Record extracts>
=== Section Start ===
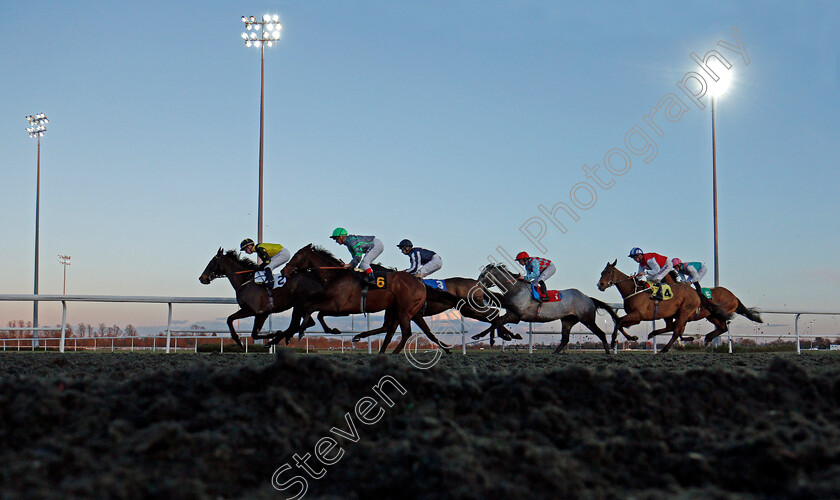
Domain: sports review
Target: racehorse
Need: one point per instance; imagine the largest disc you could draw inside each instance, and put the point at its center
(574, 308)
(723, 298)
(684, 306)
(469, 298)
(253, 298)
(401, 294)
=== Section End ===
What you should do> The answer should be the records above, unchanged, with the pictures omitted.

Solution>
Domain: sports review
Target: racehorse
Need: one point per instance; imagine the largest disc you could draw inside each instance, and put the point at its center
(574, 308)
(723, 298)
(684, 306)
(469, 298)
(253, 298)
(401, 294)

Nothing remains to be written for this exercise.